All there is to sip and savor in New Orleans

The Air of Authenticity


If you will indulge me a brief moment of self-indulgence, there’s a point to be made about why New Orleans is not like any other place anywhere, a fact that becomes totally apparent the moment you depart what our founders rightly named Isle d’Orleans about 300 years ago.

That was an opening for you hecklers out there to make snide remarks about the people and the government of the Crescent City. And for all of you who continually carp about how terrible this small piece of real estate is, let me hazard a guess that when you travel, and you are asked where you are from, you respond, “New Orleans.”

That is probably an easier response, not requiring further explanation, over the more geographic proper Metairie, Harahan, Slidell. Mandeville, Houma, Hammond, or Westwego. And that is fine. Do whatever makes the most sense for you.

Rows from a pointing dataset
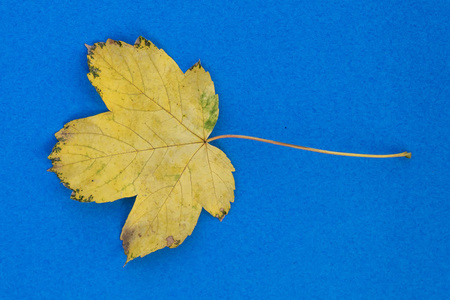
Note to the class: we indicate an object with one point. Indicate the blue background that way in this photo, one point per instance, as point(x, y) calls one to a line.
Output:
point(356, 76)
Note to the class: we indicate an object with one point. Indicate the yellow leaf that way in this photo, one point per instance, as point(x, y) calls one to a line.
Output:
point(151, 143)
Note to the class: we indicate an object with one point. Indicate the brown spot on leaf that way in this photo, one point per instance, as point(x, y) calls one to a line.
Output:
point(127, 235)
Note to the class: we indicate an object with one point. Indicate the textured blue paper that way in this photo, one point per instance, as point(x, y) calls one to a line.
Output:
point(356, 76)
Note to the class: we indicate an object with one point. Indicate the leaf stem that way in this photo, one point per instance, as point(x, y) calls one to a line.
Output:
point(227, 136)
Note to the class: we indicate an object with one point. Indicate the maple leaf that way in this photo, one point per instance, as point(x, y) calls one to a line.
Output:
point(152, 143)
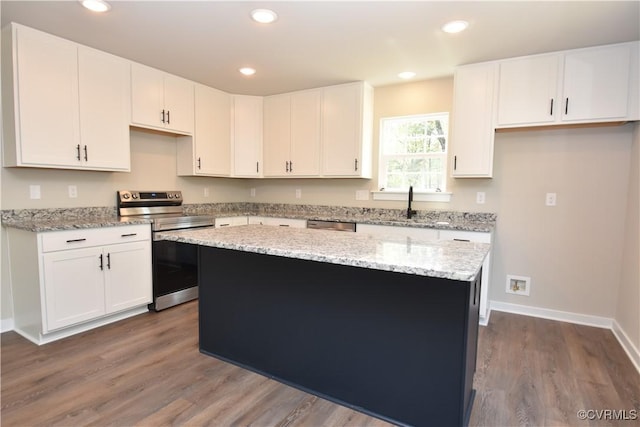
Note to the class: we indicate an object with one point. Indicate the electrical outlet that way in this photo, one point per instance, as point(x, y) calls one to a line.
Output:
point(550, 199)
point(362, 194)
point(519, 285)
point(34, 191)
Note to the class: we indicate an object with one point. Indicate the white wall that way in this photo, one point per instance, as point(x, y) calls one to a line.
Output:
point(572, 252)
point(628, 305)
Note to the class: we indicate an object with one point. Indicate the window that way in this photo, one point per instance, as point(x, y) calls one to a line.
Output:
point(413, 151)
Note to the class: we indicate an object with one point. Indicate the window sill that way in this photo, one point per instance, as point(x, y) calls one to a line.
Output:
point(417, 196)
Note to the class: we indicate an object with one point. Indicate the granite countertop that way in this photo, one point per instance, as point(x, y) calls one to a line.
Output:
* * *
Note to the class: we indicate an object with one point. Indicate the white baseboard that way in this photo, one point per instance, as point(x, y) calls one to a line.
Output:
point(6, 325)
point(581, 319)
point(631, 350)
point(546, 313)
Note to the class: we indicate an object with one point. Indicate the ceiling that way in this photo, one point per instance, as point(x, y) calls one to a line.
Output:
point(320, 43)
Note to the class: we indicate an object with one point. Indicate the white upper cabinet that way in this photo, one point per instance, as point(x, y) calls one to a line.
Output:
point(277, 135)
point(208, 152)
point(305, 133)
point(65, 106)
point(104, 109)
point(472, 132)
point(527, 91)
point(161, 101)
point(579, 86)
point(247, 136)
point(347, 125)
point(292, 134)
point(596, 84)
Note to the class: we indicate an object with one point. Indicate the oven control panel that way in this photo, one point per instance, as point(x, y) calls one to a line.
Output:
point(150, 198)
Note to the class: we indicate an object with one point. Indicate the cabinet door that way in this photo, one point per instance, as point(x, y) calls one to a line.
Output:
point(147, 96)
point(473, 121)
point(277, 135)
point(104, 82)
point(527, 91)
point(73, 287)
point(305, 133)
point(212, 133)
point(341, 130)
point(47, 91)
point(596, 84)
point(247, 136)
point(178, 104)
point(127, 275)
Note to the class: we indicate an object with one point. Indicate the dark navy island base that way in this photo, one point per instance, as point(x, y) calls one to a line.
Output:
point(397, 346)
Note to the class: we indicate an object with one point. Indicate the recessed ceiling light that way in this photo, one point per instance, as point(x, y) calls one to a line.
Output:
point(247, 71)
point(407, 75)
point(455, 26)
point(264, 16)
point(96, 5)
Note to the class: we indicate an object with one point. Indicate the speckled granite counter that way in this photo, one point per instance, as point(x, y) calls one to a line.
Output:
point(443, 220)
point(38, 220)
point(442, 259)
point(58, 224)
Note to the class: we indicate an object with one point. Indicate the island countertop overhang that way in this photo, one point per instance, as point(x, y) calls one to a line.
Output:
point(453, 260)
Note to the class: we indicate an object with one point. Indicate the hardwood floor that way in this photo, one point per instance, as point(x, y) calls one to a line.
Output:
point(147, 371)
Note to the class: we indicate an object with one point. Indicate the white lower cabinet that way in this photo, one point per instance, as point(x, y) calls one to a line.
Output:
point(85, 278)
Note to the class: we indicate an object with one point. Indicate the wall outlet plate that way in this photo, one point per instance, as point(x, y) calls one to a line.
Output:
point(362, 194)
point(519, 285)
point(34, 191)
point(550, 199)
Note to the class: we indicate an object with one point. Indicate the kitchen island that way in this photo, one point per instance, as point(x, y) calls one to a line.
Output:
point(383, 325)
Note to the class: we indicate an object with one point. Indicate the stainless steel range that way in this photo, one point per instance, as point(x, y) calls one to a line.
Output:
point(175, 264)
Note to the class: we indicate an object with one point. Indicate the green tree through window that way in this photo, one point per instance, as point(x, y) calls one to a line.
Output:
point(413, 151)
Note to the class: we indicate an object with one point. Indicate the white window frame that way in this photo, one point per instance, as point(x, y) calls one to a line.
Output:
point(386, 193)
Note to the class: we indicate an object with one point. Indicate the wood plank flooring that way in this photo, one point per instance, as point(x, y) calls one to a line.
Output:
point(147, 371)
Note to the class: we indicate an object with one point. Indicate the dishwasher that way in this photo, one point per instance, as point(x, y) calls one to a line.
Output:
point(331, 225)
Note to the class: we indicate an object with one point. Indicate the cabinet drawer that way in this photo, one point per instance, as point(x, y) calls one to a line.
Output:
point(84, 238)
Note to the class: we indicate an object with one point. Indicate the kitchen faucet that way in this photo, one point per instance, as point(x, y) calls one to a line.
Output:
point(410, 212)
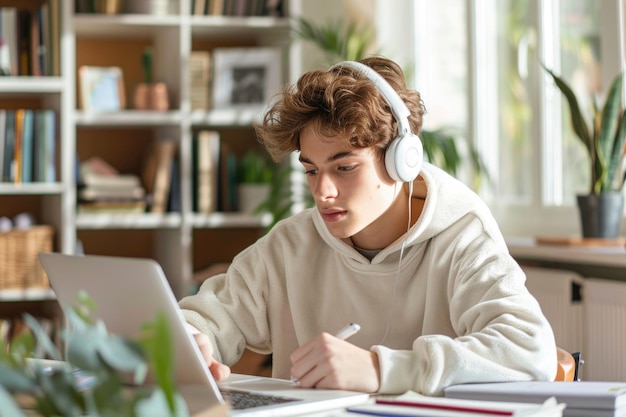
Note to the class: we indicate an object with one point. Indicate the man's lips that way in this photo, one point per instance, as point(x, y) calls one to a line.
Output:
---
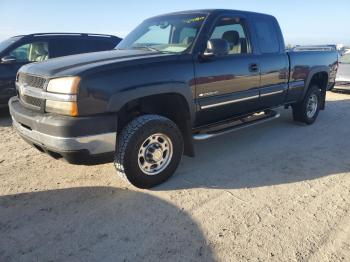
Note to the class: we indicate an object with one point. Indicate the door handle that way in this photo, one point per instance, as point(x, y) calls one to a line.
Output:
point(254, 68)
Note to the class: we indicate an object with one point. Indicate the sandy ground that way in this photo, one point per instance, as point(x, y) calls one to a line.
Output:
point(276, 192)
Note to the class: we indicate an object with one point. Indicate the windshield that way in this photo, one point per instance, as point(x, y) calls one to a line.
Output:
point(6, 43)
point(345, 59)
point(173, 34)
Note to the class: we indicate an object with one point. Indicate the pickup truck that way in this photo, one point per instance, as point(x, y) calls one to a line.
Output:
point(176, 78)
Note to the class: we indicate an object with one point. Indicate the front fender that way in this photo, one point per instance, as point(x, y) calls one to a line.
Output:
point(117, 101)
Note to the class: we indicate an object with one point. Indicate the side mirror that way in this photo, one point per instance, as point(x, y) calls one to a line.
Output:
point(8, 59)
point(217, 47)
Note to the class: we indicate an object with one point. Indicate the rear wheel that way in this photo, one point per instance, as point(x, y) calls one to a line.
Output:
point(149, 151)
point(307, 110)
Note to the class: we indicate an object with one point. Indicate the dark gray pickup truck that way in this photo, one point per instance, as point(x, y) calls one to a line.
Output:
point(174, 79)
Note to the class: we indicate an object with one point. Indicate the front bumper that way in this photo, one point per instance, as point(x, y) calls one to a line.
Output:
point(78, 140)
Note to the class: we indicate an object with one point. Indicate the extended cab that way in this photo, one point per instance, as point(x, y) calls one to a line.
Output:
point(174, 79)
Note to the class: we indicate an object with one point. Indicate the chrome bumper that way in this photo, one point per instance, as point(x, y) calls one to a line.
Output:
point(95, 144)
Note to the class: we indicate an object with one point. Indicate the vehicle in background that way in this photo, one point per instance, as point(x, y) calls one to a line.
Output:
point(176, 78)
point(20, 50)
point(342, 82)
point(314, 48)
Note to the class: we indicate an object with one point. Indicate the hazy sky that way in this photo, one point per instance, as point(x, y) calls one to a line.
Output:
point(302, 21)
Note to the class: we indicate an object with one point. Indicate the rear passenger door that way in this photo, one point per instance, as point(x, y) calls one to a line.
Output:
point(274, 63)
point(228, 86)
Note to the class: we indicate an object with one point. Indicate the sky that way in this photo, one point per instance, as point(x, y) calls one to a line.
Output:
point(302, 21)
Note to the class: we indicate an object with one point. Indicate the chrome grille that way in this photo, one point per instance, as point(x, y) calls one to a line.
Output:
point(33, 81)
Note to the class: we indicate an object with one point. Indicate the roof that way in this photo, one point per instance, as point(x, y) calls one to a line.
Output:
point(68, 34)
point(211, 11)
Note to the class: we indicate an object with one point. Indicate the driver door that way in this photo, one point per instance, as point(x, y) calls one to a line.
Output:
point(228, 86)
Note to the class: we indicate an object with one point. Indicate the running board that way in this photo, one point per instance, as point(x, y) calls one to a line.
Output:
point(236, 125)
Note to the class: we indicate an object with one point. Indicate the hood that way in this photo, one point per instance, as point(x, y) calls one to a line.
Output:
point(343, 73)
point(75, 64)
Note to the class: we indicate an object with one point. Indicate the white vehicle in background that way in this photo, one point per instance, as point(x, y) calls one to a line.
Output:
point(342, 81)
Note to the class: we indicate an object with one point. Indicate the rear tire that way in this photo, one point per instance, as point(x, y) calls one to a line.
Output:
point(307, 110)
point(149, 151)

* Exercises:
1. Echo the passage of the New Orleans piece that begins with the words containing "All there is" and ends with "300 years ago.".
2. According to the New Orleans piece, roughly how long ago did the founders name the Isle d'Orleans?
3. Carry the New Orleans piece forward from its final sentence.

* Responses by task:
1.
All there is to sip and savor in New Orleans

The Air of Authenticity


If you will indulge me a brief moment of self-indulgence, there’s a point to be made about why New Orleans is not like any other place anywhere, a fact that becomes totally apparent the moment you depart what our founders rightly named Isle d’Orleans about 300 years ago.

2. About 300 years ago.

3.
Your little stretch of the explanation about your home location does not change the essence of what we all share here. Where this little corner of the world differs from what many places possess is authenticity. I like that one-word description a lot. Because we are indeed quite authentic in our lifestyles, our music, our celebrations, our cuisine, our architecture, and our history.

The culmination of all of those attributes makes this place truly unique.

America has ceased being a Melting Pot. We are a mature country, and in most corners of the nation there is an American Way which has overtaken the ways of the original settlers, who were mostly people from other countries arriving here from across a big body of water or from great distances within the Western Hemisphere.

Then there’s us way down here at the bottom of a great river just before you arrive at a large Gulf of water. Our progress/rejection of the “old ways” has not been so complete as those developments in Atlanta, Dallas, Houston, Los Angeles or San Francisco, to name just a few spots that are now more similar to each other than they are to how it was when they were first settled.     

The ultimate truth about us, however, was noted by WWL-TV sportscaster, Doug Mouton, who, in an interview in this month’s New Orleans Magazine, spoke about Jim Henderson, recently retired, long-time sportscaster and play-by-lay announcer on WWL-AM for the New Orleans Saints.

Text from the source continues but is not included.